* [Page text]:
I promised myself Iwouldn't get dragged into this one, but what the heck. I was very lucky in being asked to help with the dispersal of the late, and very great Alan peters tools. Some people would be very surprised at the diversity of Alan's hand tools. Most of it was very basic, and there was no high end shinney stuff. I don't know what Alans preferred method of sharpening was, but I do know this much. he was a full time proffesional woodworker, and his kit was sharp!, but if you had tried to analyze how he actual sharpened his tools, you would be struggling. There were concave bevels, flat bevels, and yes on occasion the odd convex bevel!!. A lot of the chisel handles had masking tape wrapped around them, presumably to give them a more comfortable grip. As to his trusty number 7, i'm afraid it met a sticky end a long time ago. he dropped it, and smashed the casting. He replaced it with another one that was made up of a mixture of Record, and Stanley bits. I seem to remember that the front knob was beech, and the rear handle was rosewood. Of all the kit that I sold off for Alans wife, I only bought one piece for myself. It was the tattiest beech marking gauge you would ever see, but it works like a dream, and to me it's priceless.


----------



## CStanford (17 Nov 2012)

"Surprised at the diversity... though basic"

It sounds contradictory but I understand what you're saying. Otherwise, I'm honestly surprised there wasn't a museum involved for at least a couple of items. Or was there? Seems a shame for the entire kit to become scattered. 

I think his kit of tools would be worthy of more study than that of an employee of piano case manufacturing firms whose most outstanding solo work might have been (likely was) his toolchest.

That certainly was not the case with Alan Peters.

As far as pure woodworking goes, Jim Kingshott made a much more impressive tool chest IMO than did Mr. Studley and did so at the end of an apprenticeship, which I think was customary.


----------



## Jacob (17 Nov 2012)

CStanford":n0mvzbda said:


> "Surprised at the diversity... though basic"

* [Directions]:
1. Reproduce word for word the part of the forum thread on Alan Peters's tools that begins at the words "As far as pure" and stops after "Jacob (17 Nov 2012)".
2. Quote the records exactly, starting at the line that has "Target: over-range microwave" and stopping after the final line of the records.

* [Supplied data]:
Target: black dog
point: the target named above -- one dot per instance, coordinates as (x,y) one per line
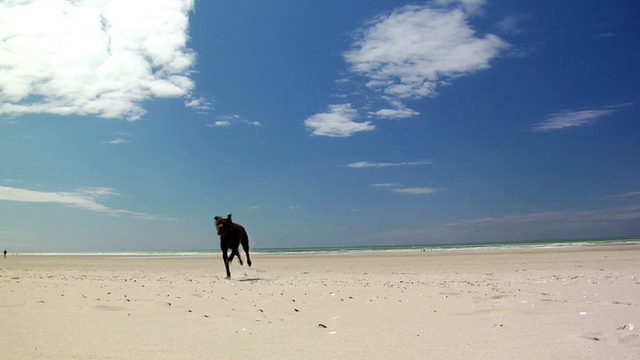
(231,236)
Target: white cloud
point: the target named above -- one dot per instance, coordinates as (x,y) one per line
(338,121)
(94,57)
(228,120)
(117,141)
(569,217)
(569,119)
(387,185)
(407,54)
(400,113)
(84,198)
(413,50)
(367,164)
(220,123)
(415,191)
(629,194)
(401,189)
(200,104)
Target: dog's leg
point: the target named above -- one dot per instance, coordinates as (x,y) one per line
(226,260)
(235,253)
(245,247)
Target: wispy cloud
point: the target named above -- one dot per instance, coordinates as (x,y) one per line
(567,217)
(338,121)
(120,139)
(415,191)
(401,189)
(409,53)
(398,111)
(626,195)
(117,141)
(200,105)
(87,198)
(367,164)
(568,119)
(228,120)
(102,58)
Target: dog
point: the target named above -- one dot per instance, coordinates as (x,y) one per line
(232,235)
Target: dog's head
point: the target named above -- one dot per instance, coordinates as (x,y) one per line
(223,225)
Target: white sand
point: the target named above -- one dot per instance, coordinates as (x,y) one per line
(534,304)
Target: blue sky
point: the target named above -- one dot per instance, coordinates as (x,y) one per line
(317,123)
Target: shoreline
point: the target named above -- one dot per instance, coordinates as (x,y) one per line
(440,305)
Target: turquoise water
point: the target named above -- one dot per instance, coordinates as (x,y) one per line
(368,249)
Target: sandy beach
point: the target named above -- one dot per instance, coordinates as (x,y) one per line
(578,303)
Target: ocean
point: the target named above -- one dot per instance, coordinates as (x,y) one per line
(547,244)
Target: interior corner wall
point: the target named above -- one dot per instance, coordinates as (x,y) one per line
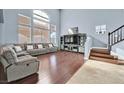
(87,19)
(54,15)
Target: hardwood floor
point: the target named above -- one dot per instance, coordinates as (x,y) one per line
(55,68)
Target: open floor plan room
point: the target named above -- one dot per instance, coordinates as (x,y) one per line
(61,46)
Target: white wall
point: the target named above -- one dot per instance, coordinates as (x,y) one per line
(9,32)
(86,20)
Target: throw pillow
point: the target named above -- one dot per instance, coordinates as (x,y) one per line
(40,46)
(29,47)
(10,55)
(18,48)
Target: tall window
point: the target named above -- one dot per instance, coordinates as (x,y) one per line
(41,27)
(36,29)
(53,35)
(24,29)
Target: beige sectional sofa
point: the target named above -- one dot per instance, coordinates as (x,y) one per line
(17,61)
(15,67)
(40,48)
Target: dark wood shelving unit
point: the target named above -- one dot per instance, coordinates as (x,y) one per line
(73,42)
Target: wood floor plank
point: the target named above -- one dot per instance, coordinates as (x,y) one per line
(55,68)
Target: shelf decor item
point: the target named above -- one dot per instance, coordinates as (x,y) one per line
(73,30)
(101,29)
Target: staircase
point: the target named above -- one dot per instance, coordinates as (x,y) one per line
(104,55)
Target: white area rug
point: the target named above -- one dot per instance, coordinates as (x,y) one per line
(96,72)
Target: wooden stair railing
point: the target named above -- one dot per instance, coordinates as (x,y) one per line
(115,37)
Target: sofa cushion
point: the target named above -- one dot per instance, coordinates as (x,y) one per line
(18,48)
(22,53)
(26,59)
(29,47)
(50,45)
(40,46)
(10,55)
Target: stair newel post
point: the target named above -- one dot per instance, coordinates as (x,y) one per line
(109,45)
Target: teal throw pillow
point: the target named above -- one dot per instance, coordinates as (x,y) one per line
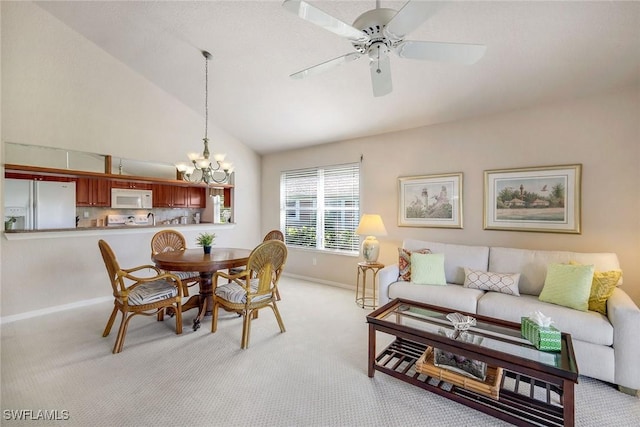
(568,285)
(427,269)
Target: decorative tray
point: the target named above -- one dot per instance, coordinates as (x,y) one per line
(489,387)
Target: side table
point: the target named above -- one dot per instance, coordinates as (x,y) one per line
(365,301)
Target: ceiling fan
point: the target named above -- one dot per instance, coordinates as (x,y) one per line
(380,31)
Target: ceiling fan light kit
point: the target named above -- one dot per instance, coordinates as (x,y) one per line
(378,32)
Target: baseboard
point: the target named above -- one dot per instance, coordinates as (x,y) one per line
(55,309)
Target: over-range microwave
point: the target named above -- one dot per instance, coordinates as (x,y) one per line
(124,198)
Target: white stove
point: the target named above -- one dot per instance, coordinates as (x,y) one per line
(122,220)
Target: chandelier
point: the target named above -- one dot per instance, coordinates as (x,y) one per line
(201,168)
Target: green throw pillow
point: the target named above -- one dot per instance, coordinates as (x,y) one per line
(568,285)
(427,269)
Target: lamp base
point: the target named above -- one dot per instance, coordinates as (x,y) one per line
(370,249)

* [In response]:
1.
As far as pure woodworking goes, Jim Kingshott made a much more impressive tool chest IMO than did Mr. Studley and did so at the end of an apprenticeship, which I think was customary.


----------



## Jacob (17 Nov 2012)

2.
Target: over-range microwave
point: the target named above -- one dot per instance, coordinates as (x,y) one per line
(124,198)
Target: white stove
point: the target named above -- one dot per instance, coordinates as (x,y) one per line
(122,220)
Target: chandelier
point: the target named above -- one dot per instance, coordinates as (x,y) one per line
(201,168)
Target: green throw pillow
point: the target named above -- one dot per instance, coordinates as (x,y) one per line
(568,285)
(427,269)
Target: lamp base
point: the target named above -- one dot per instance, coordinates as (x,y) one per line
(370,249)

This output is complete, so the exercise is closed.